# Work to do
Transcribe the records below exactly as they appear.

# Dataset content
======

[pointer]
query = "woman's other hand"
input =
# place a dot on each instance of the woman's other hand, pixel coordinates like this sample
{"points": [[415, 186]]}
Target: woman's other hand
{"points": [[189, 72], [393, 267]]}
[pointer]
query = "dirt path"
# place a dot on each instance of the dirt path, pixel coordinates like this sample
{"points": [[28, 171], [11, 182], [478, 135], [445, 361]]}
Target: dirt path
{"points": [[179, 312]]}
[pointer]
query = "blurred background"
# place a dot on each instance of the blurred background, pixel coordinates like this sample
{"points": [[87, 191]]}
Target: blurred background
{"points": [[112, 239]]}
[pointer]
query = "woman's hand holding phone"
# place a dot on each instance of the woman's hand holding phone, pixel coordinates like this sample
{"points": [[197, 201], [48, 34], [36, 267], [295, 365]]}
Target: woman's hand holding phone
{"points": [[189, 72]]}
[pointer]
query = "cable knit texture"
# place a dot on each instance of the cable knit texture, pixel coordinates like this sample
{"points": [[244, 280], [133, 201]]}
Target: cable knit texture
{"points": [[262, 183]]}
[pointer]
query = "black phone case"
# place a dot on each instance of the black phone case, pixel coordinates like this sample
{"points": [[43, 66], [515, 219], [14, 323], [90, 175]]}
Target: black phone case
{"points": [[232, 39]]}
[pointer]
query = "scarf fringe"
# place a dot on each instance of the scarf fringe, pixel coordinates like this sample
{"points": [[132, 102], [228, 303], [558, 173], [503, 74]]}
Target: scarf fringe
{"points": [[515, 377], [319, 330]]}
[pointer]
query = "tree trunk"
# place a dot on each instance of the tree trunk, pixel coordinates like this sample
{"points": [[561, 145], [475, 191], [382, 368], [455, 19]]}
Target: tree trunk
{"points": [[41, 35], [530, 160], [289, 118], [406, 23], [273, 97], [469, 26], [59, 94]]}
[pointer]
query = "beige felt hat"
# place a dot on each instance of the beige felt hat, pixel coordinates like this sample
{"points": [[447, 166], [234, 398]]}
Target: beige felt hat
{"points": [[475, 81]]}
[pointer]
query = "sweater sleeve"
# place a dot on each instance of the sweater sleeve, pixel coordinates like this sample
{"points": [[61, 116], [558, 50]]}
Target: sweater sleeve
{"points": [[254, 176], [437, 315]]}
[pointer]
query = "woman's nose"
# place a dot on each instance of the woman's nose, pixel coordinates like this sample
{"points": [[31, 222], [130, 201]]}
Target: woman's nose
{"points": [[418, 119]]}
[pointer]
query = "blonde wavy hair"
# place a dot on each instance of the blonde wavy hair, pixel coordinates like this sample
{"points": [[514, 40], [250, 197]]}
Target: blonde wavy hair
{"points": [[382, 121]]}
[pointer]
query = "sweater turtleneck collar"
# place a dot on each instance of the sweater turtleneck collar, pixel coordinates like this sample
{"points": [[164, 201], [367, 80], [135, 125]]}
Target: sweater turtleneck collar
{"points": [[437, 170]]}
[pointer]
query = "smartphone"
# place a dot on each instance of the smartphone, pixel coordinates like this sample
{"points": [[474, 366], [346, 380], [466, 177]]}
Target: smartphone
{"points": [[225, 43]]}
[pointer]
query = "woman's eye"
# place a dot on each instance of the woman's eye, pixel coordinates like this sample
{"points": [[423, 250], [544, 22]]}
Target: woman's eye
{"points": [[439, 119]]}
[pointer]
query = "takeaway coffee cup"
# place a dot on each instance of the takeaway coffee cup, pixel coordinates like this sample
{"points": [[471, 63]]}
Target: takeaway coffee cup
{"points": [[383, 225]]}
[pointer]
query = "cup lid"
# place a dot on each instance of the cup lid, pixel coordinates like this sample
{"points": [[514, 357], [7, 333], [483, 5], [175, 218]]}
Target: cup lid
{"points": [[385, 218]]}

======

# Exercise result
[pointer]
query = "woman's other hand"
input =
# place a dot on each instance of the woman's other hand, pixel coordinates like this sample
{"points": [[415, 186]]}
Target: woman's other hand
{"points": [[189, 72], [393, 267]]}
[pointer]
query = "dirt path"
# place a dot on each instance of the dirt path, pixel coordinates like this sample
{"points": [[28, 171], [11, 182], [478, 135], [445, 361]]}
Target: dirt path
{"points": [[179, 312]]}
[pointer]
query = "blurred background"
# place a dot on each instance of the blurred background, pixel coordinates like this sample
{"points": [[87, 191]]}
Target: blurred background
{"points": [[112, 239]]}
[pointer]
query = "woman's hand holding phone"
# place a dot on each instance of the woman's hand holding phone, pixel coordinates like this sample
{"points": [[197, 201], [48, 34], [36, 267], [295, 365]]}
Target: woman's hand holding phone
{"points": [[189, 72]]}
[pointer]
query = "cable knit texture"
# place a dot on each instance of the cable knit texture, pixel coordinates like this sample
{"points": [[244, 280], [133, 201]]}
Target: cable knit texture
{"points": [[262, 183]]}
[pointer]
query = "black phone case"
# place a dot on each instance of the black phone case, pixel coordinates like this sample
{"points": [[43, 66], [515, 219], [14, 323], [90, 175]]}
Target: black phone case
{"points": [[232, 39]]}
[pointer]
query = "scarf fringe"
# place a dot on each instance of the scarf fringe, pixel coordinates like this sample
{"points": [[132, 102], [228, 303], [558, 173], [503, 74]]}
Target: scarf fringe
{"points": [[515, 377], [319, 330]]}
[pointer]
query = "tree trunk"
# place a dot on each instance of the tree trunk, pixel coordinates like this sample
{"points": [[561, 145], [475, 191], [382, 368], [455, 19]]}
Target: tree trunk
{"points": [[41, 35], [530, 160], [289, 118], [406, 23], [273, 97], [469, 26], [59, 94]]}
[pointer]
query = "beige felt hat"
# place a dot on each instance of the beige felt hat, pixel coordinates like this sample
{"points": [[447, 166], [234, 398]]}
Target: beige felt hat
{"points": [[475, 81]]}
[pointer]
query = "sweater sleeve"
# place a dot on each instance of the sweater sleeve, pixel coordinates like this sample
{"points": [[61, 116], [558, 50]]}
Target: sweater sleeve
{"points": [[254, 176], [437, 315]]}
[pointer]
query = "woman's nose"
# place a dot on each instance of the woman's nose, pixel coordinates like this sample
{"points": [[31, 222], [130, 201]]}
Target: woman's nose
{"points": [[418, 119]]}
[pointer]
query = "blonde wavy hair"
# place a dot on each instance of the blonde wavy hair, pixel coordinates like this sample
{"points": [[514, 40], [250, 197]]}
Target: blonde wavy hair
{"points": [[382, 121]]}
[pointer]
query = "sweater turtleneck collar"
# place a dot on each instance of the sweater turtleneck collar, pixel coordinates like this sample
{"points": [[164, 201], [367, 80], [135, 125]]}
Target: sweater turtleneck collar
{"points": [[437, 170]]}
[pointer]
query = "smartphone"
# place a dot on each instance of the smartphone, pixel coordinates like this sample
{"points": [[474, 366], [346, 380], [466, 177]]}
Target: smartphone
{"points": [[225, 43]]}
[pointer]
query = "woman's eye"
# place a dot on each instance of the woman's eye, pixel coordinates like this sample
{"points": [[423, 250], [544, 22]]}
Target: woman's eye
{"points": [[439, 119]]}
[pointer]
query = "takeaway coffee cup"
# place a dot on each instance of the takeaway coffee cup, pixel coordinates like this sample
{"points": [[471, 63]]}
Target: takeaway coffee cup
{"points": [[383, 225]]}
[pointer]
query = "cup lid"
# place a dot on each instance of the cup lid, pixel coordinates like this sample
{"points": [[514, 357], [7, 333], [483, 5], [175, 218]]}
Target: cup lid
{"points": [[385, 218]]}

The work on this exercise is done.